▶ _Task details_: Please print each entry below exactly as it stands, but without any pictures.

▶ _Task material_:

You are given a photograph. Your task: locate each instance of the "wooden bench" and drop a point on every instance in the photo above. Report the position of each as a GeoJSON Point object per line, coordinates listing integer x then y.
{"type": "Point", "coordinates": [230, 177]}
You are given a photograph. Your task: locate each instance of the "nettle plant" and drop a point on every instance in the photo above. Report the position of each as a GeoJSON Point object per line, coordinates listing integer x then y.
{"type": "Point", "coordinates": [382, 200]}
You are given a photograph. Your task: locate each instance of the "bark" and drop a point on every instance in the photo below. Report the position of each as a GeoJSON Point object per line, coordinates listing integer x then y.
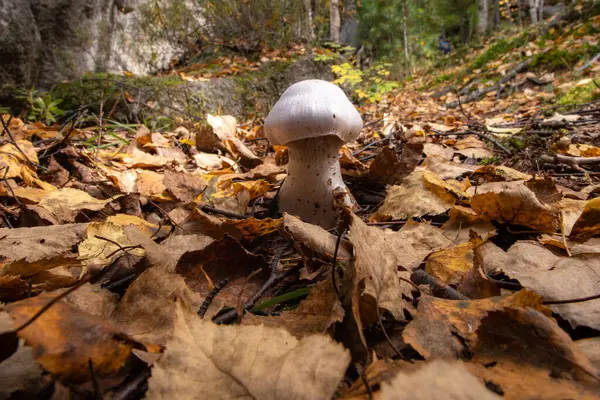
{"type": "Point", "coordinates": [533, 11]}
{"type": "Point", "coordinates": [482, 17]}
{"type": "Point", "coordinates": [334, 23]}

▶ _Worked solution_:
You are given a photograph. Your task: locate each instance of the "wooden bench" and drop a point on every instance in the photo above. Report the position of each as a GeoJSON Point object per line, coordinates listing integer x then y.
{"type": "Point", "coordinates": [230, 177]}
You are given a photograph. Your task: locate each instance of the "nettle plant" and drop a point on every instance in the photo above. Report the position of each as a GeoJSON Point object per line, coordinates listing integer x then y.
{"type": "Point", "coordinates": [382, 200]}
You are given a photograph. Your task: locate each instance of the "bark" and drop a point on every instance in the photo below. Report the position of each as a GeoJSON Point object per line, coordinates listing integer x then y.
{"type": "Point", "coordinates": [533, 11]}
{"type": "Point", "coordinates": [482, 17]}
{"type": "Point", "coordinates": [334, 23]}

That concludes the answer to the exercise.